--- START Raw data ---
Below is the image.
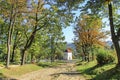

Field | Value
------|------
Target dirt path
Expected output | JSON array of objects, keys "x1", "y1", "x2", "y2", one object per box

[{"x1": 18, "y1": 63, "x2": 85, "y2": 80}]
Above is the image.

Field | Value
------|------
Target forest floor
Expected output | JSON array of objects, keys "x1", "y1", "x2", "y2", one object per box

[{"x1": 17, "y1": 62, "x2": 85, "y2": 80}]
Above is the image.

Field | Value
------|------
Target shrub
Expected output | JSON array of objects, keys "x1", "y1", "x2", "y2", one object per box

[{"x1": 96, "y1": 50, "x2": 115, "y2": 65}]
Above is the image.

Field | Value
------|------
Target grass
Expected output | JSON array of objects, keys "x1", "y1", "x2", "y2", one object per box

[
  {"x1": 77, "y1": 61, "x2": 120, "y2": 80},
  {"x1": 0, "y1": 64, "x2": 41, "y2": 77}
]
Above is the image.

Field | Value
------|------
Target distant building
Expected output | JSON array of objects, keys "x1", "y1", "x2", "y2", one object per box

[{"x1": 63, "y1": 48, "x2": 72, "y2": 60}]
--- END Raw data ---
• [What the task asks]:
Copy every one of these rows word for word, leaving out the pictures.

• [Reply to the task]:
Below is the image.

Field | Value
------|------
Target dirt path
Expected output | JSON array of objects, keys "x1", "y1", "x2", "y2", one object per box

[{"x1": 18, "y1": 63, "x2": 85, "y2": 80}]
Above is the image.

Field | Value
------|------
Target forest floor
Expected output | JSON array of objects, keys "x1", "y1", "x2", "y2", one object per box

[{"x1": 17, "y1": 62, "x2": 85, "y2": 80}]
Above is the image.

Field | Value
------|------
Target shrub
Expected output | JSON array of objects, keys "x1", "y1", "x2", "y2", one object per box

[{"x1": 96, "y1": 50, "x2": 115, "y2": 65}]
Above is the image.

Field | Value
------|------
Target grass
Expected output | JSON array of objects, keys "x1", "y1", "x2", "y2", one object per box

[
  {"x1": 77, "y1": 61, "x2": 120, "y2": 80},
  {"x1": 0, "y1": 64, "x2": 41, "y2": 77}
]
Above is the image.

Field | Value
------|------
Target distant building
Expected output | JSON array of objects, keys "x1", "y1", "x2", "y2", one object per box

[{"x1": 63, "y1": 48, "x2": 72, "y2": 60}]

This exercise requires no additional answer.